WRITTEN PROBLEM ▸
Put the records below into a two-column CSV with the headers "input" and "output" and one row per record. Each row holds the record's text and its answer, each in a single quoted field with line breaks replaced by spaces. Leave the pictures out.

RECORD LIST ▸

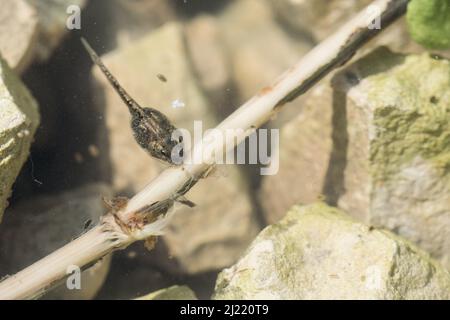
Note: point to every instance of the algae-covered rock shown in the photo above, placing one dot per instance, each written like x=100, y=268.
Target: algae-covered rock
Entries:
x=378, y=148
x=392, y=129
x=318, y=252
x=19, y=119
x=171, y=293
x=429, y=22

TASK SOLUTION ▸
input,output
"Note: point to every instance of the algae-covered rock shown in the photo above, placing one dot per instance, each written like x=100, y=268. Target: algae-covered rock Entries:","x=378, y=148 x=392, y=129 x=318, y=252 x=19, y=119 x=171, y=293 x=429, y=22"